OBJETIVO DO EXERCÍCIO:
No texto de origem, pegue no parágrafo que começa por «É quase doloroso ver» e resuma-o numa lista curta, sem perder os factos principais.

TEXTO DE ORIGEM:
Chega ao ponto de pretender provar que “a carga fiscal não aumentou em Portugal”, como diz o título na primeira página. O raciocínio tem pérolas de retórica: “A carga fiscal é um conceito muito antigo que sobrevive por ser útil, mas está desfasado da realidade.” Como pode algo ser útil e desfasado da realidade? E que aconteceu à realidade para esse conceito útil ficar tão desfasado? A realidade é que no consulado de Centeno toda a redução do défice foi feita com aumento de receita, porque a despesa até subiu.

É quase doloroso ver um economista competente tentar demonstrar que reduziu impostos, aumentou rendimento­s e desceu o défice. As razões indicadas para a impossibil­idade são três: “Em primeiro lugar, a economia teve um desenvolvi­mento muito acima do projectado (…) O peso dos juros no PIB ficou em 3,9%, o mais baixo desde 2010 (…) O terceiro grupo de razões tem que ver com alguns impactos que tínhamos previsto e que depois não se materializ­aram”, citando aqui o adiamento para 2018 das despesas com os lesados do BES. Ora, como vimos, a primeira é frágil, a segunda temporária e a terceira, essa sim, meramente contabilís­tica. Nada disto é estrutural.

O elemento que mais prova o desfasamen­to do ministro face à realidade é a resposta à pergunta se a redução do défice “implicou sacrifício­s na saúde, nos serviços públicos”: “Com certeza que não implicou.” Mas noutras páginas do mesmo semanário informa-se que “Os médicos protestam de preto (…) pela agonia do SNS” (p. 40), “Equipament­o da GNR está atrasado” (26) e “Meios aéreos borregam na Páscoa” (27). O segredo da consolidaç­ão de Centeno é degradação dos serviços públicos, que fica por denunciar enquanto os funcionári­os forem aumentados. O Estado serve crescentem­ente, não o país, mas quem lá trabalha. Nada disso incomoda o ministro, orgulhoso por os valores das cativações de 2017 serem inferiores à enormidade de 2016.

Entretanto, ele não se dá conta da ironia de, em 2008, Sócrates também se ter gabado de que o défice era o mais baixo da democracia. Mas a esquizofre­nia de que sofre é apenas sinal da loucura em que está a sociedade. Somos todos Centeno.

EXTRATO DOS DADOS:
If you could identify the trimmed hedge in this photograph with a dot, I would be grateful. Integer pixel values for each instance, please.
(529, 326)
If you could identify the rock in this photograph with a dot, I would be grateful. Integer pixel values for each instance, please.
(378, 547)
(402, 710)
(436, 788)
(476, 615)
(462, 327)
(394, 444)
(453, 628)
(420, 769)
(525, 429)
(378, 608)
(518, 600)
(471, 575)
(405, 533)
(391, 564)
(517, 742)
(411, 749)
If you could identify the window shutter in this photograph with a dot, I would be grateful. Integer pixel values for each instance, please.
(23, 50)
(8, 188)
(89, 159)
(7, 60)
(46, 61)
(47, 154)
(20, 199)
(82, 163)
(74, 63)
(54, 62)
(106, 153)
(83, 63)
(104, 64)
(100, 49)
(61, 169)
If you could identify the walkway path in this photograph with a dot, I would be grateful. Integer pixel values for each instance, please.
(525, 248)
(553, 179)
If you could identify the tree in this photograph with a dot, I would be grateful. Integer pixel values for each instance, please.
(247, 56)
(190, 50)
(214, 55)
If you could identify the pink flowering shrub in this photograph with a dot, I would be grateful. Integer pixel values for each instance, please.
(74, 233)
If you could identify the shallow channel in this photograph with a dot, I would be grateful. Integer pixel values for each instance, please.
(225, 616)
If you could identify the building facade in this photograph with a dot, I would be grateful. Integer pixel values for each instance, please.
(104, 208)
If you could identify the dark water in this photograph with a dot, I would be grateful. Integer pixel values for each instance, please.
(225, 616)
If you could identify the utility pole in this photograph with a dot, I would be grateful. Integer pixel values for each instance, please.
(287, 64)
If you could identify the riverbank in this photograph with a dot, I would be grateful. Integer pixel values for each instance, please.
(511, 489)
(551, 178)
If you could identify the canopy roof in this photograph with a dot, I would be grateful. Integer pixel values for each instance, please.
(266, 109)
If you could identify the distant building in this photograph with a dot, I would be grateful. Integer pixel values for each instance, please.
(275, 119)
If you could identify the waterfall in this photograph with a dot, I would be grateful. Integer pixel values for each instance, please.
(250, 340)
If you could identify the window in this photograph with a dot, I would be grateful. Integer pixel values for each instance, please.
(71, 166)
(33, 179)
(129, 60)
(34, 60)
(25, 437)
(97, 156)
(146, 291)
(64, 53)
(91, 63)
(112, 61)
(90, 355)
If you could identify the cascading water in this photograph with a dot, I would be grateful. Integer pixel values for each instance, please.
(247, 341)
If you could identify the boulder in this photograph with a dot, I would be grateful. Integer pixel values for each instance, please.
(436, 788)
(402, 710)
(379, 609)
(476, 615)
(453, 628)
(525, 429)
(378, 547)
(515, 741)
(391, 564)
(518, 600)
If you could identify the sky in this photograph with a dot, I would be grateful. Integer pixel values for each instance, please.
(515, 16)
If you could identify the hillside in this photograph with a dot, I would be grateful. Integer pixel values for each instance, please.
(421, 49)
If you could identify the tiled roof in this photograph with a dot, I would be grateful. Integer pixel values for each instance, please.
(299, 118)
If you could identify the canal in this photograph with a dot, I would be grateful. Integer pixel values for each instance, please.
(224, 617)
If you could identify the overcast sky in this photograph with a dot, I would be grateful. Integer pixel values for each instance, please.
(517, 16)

* * *

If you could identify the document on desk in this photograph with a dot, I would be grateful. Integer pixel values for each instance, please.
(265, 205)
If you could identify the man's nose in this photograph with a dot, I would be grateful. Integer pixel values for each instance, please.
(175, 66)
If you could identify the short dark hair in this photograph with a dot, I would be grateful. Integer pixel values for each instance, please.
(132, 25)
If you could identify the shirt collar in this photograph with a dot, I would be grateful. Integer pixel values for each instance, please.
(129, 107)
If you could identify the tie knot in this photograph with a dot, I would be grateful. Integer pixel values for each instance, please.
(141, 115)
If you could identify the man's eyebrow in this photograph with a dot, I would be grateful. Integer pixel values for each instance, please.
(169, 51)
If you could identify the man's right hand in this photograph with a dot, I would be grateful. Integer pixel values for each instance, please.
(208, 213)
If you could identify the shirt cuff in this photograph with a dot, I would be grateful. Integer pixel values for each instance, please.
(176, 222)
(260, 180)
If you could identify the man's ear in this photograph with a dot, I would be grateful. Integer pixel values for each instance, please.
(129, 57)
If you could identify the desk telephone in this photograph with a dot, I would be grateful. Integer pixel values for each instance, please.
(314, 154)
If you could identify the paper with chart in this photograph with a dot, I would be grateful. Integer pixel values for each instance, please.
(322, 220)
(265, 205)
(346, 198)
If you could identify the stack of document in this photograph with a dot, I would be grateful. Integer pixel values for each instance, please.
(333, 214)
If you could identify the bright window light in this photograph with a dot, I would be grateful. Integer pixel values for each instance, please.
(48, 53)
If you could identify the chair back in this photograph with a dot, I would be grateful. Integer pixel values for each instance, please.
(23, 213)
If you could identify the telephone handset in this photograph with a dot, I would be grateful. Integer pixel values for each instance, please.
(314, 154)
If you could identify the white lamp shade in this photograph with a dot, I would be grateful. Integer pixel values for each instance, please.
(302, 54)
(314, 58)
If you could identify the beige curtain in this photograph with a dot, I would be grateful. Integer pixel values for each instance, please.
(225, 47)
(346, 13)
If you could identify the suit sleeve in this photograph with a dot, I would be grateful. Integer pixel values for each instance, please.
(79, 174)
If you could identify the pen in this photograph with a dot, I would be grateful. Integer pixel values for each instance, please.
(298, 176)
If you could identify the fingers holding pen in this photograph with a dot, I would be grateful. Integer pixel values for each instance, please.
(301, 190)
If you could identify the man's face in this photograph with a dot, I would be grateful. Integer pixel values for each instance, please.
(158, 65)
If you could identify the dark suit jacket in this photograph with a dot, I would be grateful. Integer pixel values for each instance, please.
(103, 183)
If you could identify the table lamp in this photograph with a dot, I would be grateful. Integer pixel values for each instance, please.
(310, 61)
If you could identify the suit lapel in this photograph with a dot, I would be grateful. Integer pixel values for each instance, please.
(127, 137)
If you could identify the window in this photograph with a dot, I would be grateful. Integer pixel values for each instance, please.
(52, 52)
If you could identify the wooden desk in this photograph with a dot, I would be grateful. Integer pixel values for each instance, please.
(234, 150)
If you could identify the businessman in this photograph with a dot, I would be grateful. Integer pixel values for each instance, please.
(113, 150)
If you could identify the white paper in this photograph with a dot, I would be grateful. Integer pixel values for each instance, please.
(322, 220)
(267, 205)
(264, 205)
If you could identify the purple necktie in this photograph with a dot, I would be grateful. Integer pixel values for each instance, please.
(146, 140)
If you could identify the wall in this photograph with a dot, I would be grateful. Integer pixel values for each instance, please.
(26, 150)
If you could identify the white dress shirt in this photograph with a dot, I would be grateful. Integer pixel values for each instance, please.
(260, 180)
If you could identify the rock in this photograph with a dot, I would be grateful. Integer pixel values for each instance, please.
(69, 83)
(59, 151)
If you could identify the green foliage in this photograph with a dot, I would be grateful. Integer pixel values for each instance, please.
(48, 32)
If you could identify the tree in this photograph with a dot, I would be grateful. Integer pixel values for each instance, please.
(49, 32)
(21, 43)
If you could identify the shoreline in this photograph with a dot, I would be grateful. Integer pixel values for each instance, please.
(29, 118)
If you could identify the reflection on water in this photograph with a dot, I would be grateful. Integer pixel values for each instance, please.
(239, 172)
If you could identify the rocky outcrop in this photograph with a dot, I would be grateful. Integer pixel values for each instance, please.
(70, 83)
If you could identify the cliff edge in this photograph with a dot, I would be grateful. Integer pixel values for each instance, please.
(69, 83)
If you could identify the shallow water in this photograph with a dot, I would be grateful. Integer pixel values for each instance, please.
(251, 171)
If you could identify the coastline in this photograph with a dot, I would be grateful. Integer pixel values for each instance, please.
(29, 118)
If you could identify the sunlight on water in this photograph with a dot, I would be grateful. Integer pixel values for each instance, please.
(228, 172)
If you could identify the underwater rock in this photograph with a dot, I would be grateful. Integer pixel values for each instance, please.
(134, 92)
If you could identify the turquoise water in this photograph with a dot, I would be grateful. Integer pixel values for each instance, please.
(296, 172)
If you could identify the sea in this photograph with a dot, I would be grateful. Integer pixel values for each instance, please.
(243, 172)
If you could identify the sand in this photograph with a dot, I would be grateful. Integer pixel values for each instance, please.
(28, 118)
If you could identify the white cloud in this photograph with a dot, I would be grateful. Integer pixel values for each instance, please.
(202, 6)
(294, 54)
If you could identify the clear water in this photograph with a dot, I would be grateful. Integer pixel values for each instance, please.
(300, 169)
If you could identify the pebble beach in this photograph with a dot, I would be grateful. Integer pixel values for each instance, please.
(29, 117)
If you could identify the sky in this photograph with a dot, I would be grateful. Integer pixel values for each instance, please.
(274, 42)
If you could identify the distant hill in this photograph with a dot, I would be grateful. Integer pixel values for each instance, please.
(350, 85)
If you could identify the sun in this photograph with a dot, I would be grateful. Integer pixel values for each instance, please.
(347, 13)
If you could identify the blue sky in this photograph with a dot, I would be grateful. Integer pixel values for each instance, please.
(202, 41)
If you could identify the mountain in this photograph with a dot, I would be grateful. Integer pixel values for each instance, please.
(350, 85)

A SUA RESPOSTA:
- O texto acha quase doloroso ver um economista competente tentar provar que reduziu impostos, aumentou rendimentos e baixou o défice.
- São apontadas três razões:
  - a economia cresceu muito acima do previsto;
  - o peso dos juros no PIB ficou em 3,9%, o mais baixo desde 2010;
  - alguns impactos previstos não se concretizaram, como as despesas com os lesados do BES, adiadas para 2018.
- A primeira razão é frágil, a segunda é temporária e a terceira é apenas contabilística. Nenhuma é estrutural.